* **What needs to be done**: Images are excluded; otherwise, output every record exactly.

* **Supplied records**:
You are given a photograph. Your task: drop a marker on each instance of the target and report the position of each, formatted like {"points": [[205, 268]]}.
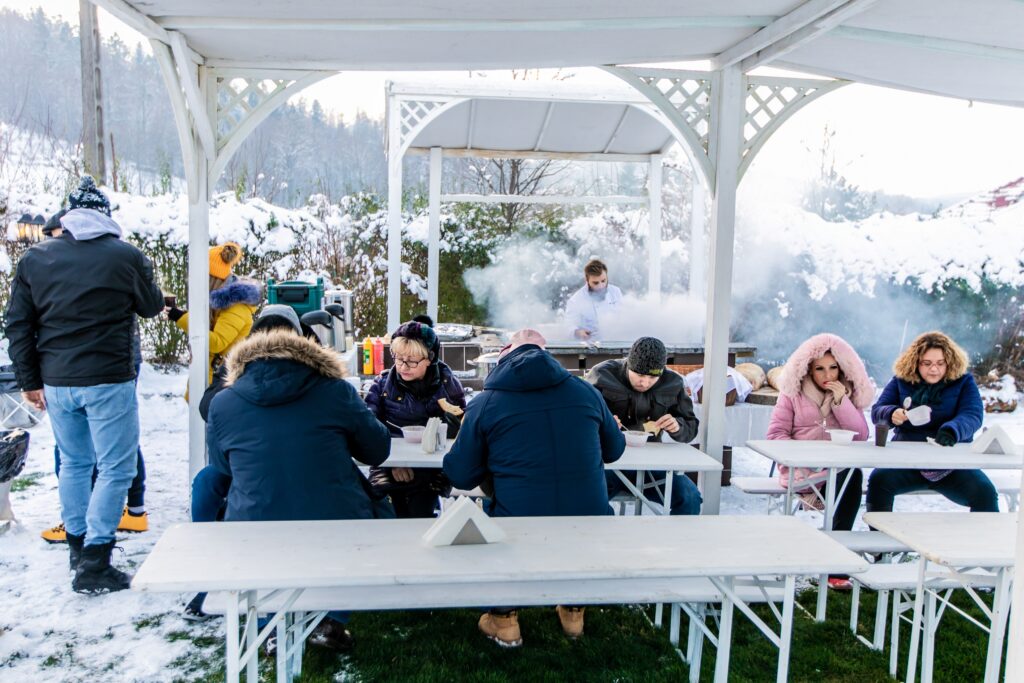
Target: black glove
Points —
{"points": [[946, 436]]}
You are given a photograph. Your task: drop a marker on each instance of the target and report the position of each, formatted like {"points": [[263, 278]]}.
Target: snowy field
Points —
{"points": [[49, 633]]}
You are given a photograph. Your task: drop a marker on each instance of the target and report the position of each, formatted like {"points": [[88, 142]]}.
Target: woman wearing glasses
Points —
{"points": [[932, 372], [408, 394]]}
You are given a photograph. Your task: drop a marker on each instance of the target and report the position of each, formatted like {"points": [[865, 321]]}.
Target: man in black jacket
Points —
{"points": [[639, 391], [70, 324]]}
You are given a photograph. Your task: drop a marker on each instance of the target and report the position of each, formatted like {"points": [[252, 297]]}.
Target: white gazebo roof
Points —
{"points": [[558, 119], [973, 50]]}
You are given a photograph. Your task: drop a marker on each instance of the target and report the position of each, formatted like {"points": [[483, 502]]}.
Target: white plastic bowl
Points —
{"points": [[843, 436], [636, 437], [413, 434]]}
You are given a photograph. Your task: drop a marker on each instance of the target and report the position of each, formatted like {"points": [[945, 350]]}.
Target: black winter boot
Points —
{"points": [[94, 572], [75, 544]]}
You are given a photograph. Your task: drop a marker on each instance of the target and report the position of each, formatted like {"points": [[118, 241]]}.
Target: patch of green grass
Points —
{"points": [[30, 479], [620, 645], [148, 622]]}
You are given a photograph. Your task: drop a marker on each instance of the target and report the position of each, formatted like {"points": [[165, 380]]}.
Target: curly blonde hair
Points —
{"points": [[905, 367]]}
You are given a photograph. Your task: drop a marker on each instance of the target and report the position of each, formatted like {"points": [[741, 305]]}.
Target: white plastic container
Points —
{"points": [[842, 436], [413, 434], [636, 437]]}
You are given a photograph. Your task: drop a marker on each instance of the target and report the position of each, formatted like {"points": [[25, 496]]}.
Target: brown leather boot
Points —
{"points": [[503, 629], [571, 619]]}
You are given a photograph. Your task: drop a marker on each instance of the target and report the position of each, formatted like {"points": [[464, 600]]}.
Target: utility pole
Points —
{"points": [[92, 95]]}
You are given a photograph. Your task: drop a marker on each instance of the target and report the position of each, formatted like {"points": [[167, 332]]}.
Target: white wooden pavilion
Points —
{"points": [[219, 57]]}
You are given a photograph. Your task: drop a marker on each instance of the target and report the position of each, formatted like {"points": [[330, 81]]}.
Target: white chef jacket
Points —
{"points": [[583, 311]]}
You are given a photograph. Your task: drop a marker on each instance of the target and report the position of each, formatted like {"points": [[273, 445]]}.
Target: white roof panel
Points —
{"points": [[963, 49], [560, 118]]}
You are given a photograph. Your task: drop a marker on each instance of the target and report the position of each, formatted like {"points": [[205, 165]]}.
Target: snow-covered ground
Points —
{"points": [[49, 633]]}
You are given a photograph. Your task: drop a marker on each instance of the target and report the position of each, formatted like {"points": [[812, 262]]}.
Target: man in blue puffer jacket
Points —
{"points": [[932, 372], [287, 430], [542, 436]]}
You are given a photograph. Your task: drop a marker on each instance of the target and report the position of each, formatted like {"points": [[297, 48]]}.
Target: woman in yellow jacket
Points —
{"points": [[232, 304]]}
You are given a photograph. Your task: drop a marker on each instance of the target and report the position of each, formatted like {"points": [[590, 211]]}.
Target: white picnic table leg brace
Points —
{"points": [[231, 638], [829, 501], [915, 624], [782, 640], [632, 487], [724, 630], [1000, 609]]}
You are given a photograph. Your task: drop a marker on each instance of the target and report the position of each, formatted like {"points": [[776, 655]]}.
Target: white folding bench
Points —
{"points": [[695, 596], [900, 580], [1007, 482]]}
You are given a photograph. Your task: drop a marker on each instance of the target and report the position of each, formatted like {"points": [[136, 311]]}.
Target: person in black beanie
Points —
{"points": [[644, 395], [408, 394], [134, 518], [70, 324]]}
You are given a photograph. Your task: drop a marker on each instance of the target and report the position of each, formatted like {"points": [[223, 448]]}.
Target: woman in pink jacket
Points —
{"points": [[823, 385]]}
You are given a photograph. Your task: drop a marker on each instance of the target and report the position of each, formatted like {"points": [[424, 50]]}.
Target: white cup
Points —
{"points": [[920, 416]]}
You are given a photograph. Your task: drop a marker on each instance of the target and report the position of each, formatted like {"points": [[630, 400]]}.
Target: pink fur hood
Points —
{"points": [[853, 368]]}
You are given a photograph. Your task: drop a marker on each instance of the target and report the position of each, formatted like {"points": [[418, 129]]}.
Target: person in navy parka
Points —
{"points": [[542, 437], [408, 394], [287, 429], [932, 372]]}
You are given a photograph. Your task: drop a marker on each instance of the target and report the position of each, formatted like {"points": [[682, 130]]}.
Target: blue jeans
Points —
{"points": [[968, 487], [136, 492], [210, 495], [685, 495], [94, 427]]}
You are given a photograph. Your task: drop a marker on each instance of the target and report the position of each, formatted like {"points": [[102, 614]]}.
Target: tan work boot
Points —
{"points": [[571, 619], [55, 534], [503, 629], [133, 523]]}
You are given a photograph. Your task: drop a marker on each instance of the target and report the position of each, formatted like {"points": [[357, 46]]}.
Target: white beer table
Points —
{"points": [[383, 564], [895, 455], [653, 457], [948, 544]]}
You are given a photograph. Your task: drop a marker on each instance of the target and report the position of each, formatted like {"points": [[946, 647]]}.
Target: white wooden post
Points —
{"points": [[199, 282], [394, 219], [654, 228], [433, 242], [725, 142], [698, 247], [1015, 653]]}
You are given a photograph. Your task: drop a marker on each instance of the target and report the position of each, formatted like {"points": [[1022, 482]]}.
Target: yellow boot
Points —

* **Exercise answer**:
You are given a photograph. Your task: drop a marker on each instance of the target and report the position of each, formatted like {"points": [[205, 268]]}.
Target: black glove
Points —
{"points": [[946, 436]]}
You are given a photograph. Your task: drop a marker on each instance of the target and report the position of each, formatted like {"points": [[263, 278]]}.
Target: snowy field
Points —
{"points": [[49, 633]]}
You are given a photograph. Your task: drop a marker on each instance of the target and report the position of each, formatted like {"points": [[88, 142]]}.
Target: woman wearing glasses
Points —
{"points": [[932, 372], [408, 394]]}
You are given a photograph. Your task: drop a marker on each instance of the target and report the position of each, formatted like {"points": [[865, 321]]}.
Target: man in black jacket
Points —
{"points": [[639, 391], [70, 324]]}
You are given a photograph. Your task: drop a marker on each instance of the target and report the position of each, formatted like {"points": [[252, 297]]}.
Target: white gazebo roof
Points —
{"points": [[558, 119], [973, 50]]}
You are given a photograph. Your task: drop a marker on each instance of the target and report the position of each, formatted like {"points": [[483, 502]]}.
Target: white plastic bowl
Points —
{"points": [[843, 436], [636, 437], [413, 434]]}
You are given a photograph. Your task: drop a marker on each instance of the target and report the position of each, formatted like {"points": [[945, 350]]}.
Target: black winter boot
Points —
{"points": [[94, 572], [75, 544]]}
You are given a photograph. Your task: drop a marker on each instance of the target and report the position of each, formatted like {"points": [[118, 241]]}.
Target: patch of green grass
Points —
{"points": [[30, 479], [620, 645], [148, 622]]}
You are given a photograph. Your task: drop a marker on each instance of the target and report the position of each, formatted like {"points": [[165, 380]]}.
Target: curly blonde hair
Points —
{"points": [[905, 367]]}
You are given a photograph. Your task: drop a marker on each instance of the target and report the position of each, formatted like {"points": [[741, 305]]}.
Target: white plastic container
Points —
{"points": [[842, 436], [413, 434], [636, 437]]}
You are given a photograph. Your task: drop a marker on each instance of the target and report the position of each, formatted like {"points": [[25, 496]]}.
Target: brown leather boot
Points —
{"points": [[503, 629], [571, 619]]}
You are given a photograph. Your task: drop a marker on each instance of the target and report the position of each, formatted like {"points": [[464, 600]]}.
Target: utility pole
Points —
{"points": [[92, 95]]}
You are given a photograph. Your task: drop a marker on each instance of the target and report the position of each, formatted like {"points": [[167, 332]]}.
Target: white wooden pavilion
Points —
{"points": [[219, 57]]}
You are given a photograph. Your task: drop a marker on each instance of the target and report the position of each, formatted like {"points": [[330, 81]]}.
Target: white chef jacket
Points —
{"points": [[583, 311]]}
You are given a photograph. Your task: drop a marker on each instance of the target and report the position of each, formatted like {"points": [[273, 445]]}.
Target: white roof panel
Points —
{"points": [[963, 49], [560, 118]]}
You are given a photograph. Your task: drop a marker on each instance of the target and report the position of each, formatted like {"points": [[205, 165]]}.
Target: snow-covered ground
Points —
{"points": [[49, 633]]}
You are given a photograph. Your task: drop a marker on each instance of the target and report the position of each, formatted like {"points": [[812, 262]]}.
Target: man in blue puffer jacket
Points —
{"points": [[932, 372], [287, 430], [542, 436]]}
You are given a photograph. Your task: drop a marker on each instance of the target and report the position of each, formatted like {"points": [[297, 48]]}.
Target: woman in yellow jacket
Points —
{"points": [[232, 304]]}
You are given a photograph. Your task: drop a marker on each instance of the target and report the position of each, formatted like {"points": [[590, 211]]}.
Target: white picnic table leg brace
Points —
{"points": [[231, 638], [829, 501], [915, 624], [782, 640], [632, 487], [724, 630], [1000, 609]]}
You are given a photograph. Your task: drop a marker on each instance of the target and report the position of each, formatted like {"points": [[776, 655]]}.
Target: white folding bench
Points —
{"points": [[695, 596], [900, 580], [1007, 482]]}
You are given a photograph. Your task: drop a marker on each instance of the target and report the position of each, formatted like {"points": [[136, 311]]}.
Target: person in black beanie
Points —
{"points": [[644, 395], [408, 394], [134, 518], [70, 324]]}
You are given a photograph. Your task: drop a marker on each instance of the target and report the position of each, formatted like {"points": [[223, 448]]}.
Target: woman in pink jacket
Points —
{"points": [[823, 385]]}
You are given a photograph. Your task: drop a marker on each instance of the target and report the position of each, formatted like {"points": [[424, 50]]}.
Target: white cup
Points —
{"points": [[920, 416]]}
You are given a photograph. Your task: drop a marker on each instance of the target and report the position of each, formatted like {"points": [[630, 400]]}.
Target: pink fur hood
Points —
{"points": [[853, 368]]}
You are given a photograph. Your task: drop a marker on each instance of the target and report the position of each, formatted like {"points": [[418, 129]]}.
Target: person in navy parka
Points —
{"points": [[542, 437], [408, 394], [287, 429], [932, 372]]}
You are given a photograph. Your task: drop a marker on each instance of the target and report the position of each, formatted like {"points": [[682, 130]]}.
Target: blue jeans
Points —
{"points": [[968, 487], [136, 492], [210, 495], [685, 495], [94, 427]]}
You are given a photograph. Your task: drop a marker on each instance of the target and report the position of each, formatted like {"points": [[102, 614]]}.
Target: tan work boot
Points —
{"points": [[571, 619], [55, 534], [503, 629], [133, 523]]}
You are given a photograph. Your task: drop a marker on each instance of the target and report the position of each, formatted like {"points": [[357, 46]]}.
Target: white beer table
Points —
{"points": [[383, 564], [895, 455], [653, 457], [948, 544]]}
You are given a photograph. Your task: drop a marker on each instance of the target and report the position of each, formatted like {"points": [[946, 647]]}.
Target: white wooden post
Points —
{"points": [[199, 282], [394, 219], [654, 228], [433, 242], [725, 142], [698, 247], [1015, 653]]}
You are given a photograph. Your task: drop a marker on each instance of the target and report the position of each, formatted like {"points": [[1022, 482]]}.
Target: yellow boot
Points —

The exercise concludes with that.